Word for word, reproduce all of the entries shown below.

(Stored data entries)
━━━━━━━━━━

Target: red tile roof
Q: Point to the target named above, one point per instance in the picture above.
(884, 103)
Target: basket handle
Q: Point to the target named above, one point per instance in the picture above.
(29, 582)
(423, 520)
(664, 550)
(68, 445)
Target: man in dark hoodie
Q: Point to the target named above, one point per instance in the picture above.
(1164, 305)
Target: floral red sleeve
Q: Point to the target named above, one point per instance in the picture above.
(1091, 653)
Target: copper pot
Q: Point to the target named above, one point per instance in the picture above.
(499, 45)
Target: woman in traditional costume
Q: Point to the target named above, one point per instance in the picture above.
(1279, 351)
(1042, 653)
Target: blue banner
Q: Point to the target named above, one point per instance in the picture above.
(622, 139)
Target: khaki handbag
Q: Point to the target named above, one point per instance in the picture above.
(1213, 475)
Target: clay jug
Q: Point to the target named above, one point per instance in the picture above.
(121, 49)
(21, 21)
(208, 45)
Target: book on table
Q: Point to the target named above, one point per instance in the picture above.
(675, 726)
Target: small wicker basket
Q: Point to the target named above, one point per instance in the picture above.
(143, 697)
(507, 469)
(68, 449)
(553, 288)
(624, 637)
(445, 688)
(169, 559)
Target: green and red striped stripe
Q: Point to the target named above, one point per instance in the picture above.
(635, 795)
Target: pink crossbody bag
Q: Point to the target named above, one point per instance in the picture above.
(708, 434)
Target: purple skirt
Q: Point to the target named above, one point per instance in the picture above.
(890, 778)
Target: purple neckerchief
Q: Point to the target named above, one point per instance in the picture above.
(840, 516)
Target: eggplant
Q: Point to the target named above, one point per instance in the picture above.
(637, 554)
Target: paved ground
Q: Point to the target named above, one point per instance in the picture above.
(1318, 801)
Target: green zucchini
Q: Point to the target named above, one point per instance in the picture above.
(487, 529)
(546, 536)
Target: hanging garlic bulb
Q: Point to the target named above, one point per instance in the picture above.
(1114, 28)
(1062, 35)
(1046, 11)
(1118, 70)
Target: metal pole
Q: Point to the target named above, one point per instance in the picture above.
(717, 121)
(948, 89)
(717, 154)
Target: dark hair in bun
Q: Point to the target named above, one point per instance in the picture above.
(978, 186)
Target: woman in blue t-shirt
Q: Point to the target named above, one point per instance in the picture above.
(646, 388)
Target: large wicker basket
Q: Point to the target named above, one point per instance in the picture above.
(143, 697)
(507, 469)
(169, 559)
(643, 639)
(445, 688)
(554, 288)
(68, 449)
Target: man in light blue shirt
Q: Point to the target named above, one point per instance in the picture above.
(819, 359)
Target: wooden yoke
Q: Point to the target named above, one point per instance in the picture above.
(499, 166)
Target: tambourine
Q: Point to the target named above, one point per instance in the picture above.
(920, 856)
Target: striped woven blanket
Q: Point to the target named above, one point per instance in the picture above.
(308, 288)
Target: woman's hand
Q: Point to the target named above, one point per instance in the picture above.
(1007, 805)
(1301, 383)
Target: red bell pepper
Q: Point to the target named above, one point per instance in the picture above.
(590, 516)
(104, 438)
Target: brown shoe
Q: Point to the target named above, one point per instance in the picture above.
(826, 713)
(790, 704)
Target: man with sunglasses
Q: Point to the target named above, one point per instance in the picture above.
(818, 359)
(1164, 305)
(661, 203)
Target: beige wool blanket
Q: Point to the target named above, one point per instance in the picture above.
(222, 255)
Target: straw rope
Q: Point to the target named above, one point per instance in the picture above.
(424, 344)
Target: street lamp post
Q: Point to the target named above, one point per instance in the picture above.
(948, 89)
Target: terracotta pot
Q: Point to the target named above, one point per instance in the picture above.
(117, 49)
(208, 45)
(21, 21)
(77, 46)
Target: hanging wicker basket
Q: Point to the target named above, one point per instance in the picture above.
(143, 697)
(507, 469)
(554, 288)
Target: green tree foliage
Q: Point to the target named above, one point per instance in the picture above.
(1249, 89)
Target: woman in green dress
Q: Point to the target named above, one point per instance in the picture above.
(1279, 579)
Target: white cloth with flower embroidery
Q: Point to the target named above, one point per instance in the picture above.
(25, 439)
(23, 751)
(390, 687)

━━━━━━━━━━

Result below →
Target: red tile roof
Q: Point to the target named above, one point per instance in the picture above.
(884, 103)
Target: basket handle
Q: Point to the target named above, one point per instance in the picture above.
(29, 582)
(423, 520)
(664, 550)
(68, 445)
Target: man in dark hoodie
Q: Point to the target named above, one point per instance in the picture above.
(1164, 305)
Target: floral red sleeve
Q: Point to the target named above, one point per instance in the picture above.
(1091, 653)
Target: copper pot
Q: Point to the target named above, one point per instance in the picture above.
(499, 45)
Target: woman in traditional costume
Q: Point to the target named above, one point per instance in the picture above.
(1279, 351)
(1042, 653)
Target: blue banner
Q: Point to the target named above, one point per instance in the picture above.
(622, 139)
Target: khaki handbag
Q: Point to the target named above, one point per instance in the picture above.
(1213, 475)
Target: clay jug
Q: Point to the target named above, one point per instance in the picture above.
(121, 49)
(21, 21)
(208, 45)
Target: book on table
Q: Point to the target named above, one point per instance in the picture above.
(675, 726)
Target: small wicker basket
Q: Point to the target named above, one point per instance in the picture above.
(143, 697)
(507, 469)
(68, 449)
(553, 288)
(624, 637)
(445, 688)
(169, 559)
Target: green and red striped stripe
Q: Point to the target named above, one point per instance in the picture above.
(635, 795)
Target: pink crossbody bag
Q: Point to the target named above, one point per instance in the picture above.
(708, 434)
Target: purple skirt
Q: Point to the target named above, one point per instance in the picture above.
(890, 778)
Target: purple neckerchief
Q: Point to the target named above, one point per instance in the picture above.
(840, 516)
Target: eggplant
Q: Point to the target named above, one point per instance in the picture above.
(637, 554)
Target: paved ground
Q: Point to the target named above, one point per instance in the picture above.
(1318, 801)
Target: green zucchini
Q: Point to the target named above, one point per instance in the picture above.
(487, 529)
(546, 536)
Target: hanging garlic bulb
Q: Point to the target named above, one point per instance in the picture above.
(1114, 28)
(1062, 35)
(1046, 11)
(1118, 70)
Target: metal pole
Q: Point to the target named above, one point per instance in the picture above.
(717, 121)
(948, 89)
(717, 154)
Target: dark hair in bun
Q: Point to the target named above, one point per instance in the picture above.
(978, 186)
Target: woman in blue t-shirt
Q: Point to the target named above, one point per instance in the picture above.
(646, 388)
Target: large wicker basket
Q: Point to the target named above, one point per instance in the picture above.
(143, 697)
(507, 469)
(169, 559)
(643, 639)
(445, 688)
(554, 288)
(68, 449)
Target: man in light blue shirt
Q: Point to the target named above, one point per instance in the picture above.
(819, 359)
Target: wooden yoke
Q: Point to the target named above, one point per instance in the picture above.
(499, 166)
Target: tambourine
Q: Point to the target named above, one point per instance in the picture above.
(920, 856)
Target: striped woven blanket
Q: Point to the target named above, one point per instance in the picture above.
(308, 288)
Target: woman's hand
Q: Point to the target named above, one point per instance in the picture above.
(1007, 805)
(1301, 383)
Target: red bell pepper
Q: Point to the target named above, one point per instance in the picture above.
(590, 516)
(104, 438)
Target: brown shoe
Q: Point to the target named above, one point per instance in the picture above.
(826, 713)
(790, 704)
Target: man with sunglasses
Q: Point to the target named above, one point per instance in the picture above.
(818, 359)
(1164, 305)
(661, 203)
Target: beige wool blanket
Q: Point to the target named above, one point per instance in the picture above.
(222, 255)
Target: straw rope
Q: Point to the target named above, one point per instance in the picture above.
(424, 344)
Target: street lamp post
Q: Point to the target named above, one point per instance in the picture above.
(948, 89)
Target: terracotta pot
Q: Point to the target named above, one point per instance in the picture above.
(117, 49)
(208, 45)
(21, 21)
(77, 46)
Target: hanging wicker basket
Q: Point to the target named above, one point per instance in the picture above.
(143, 697)
(507, 469)
(554, 288)
Target: green tree foliage
Q: Point to the target named above, one point per instance in the picture above.
(1249, 89)
Target: woman in green dress
Q: Point to the target named above, one point per instance in the picture above.
(1279, 579)
Target: white cloth with flower embroidery
Q: Point to the target named above, one point per instance in the picture above.
(25, 439)
(23, 751)
(390, 687)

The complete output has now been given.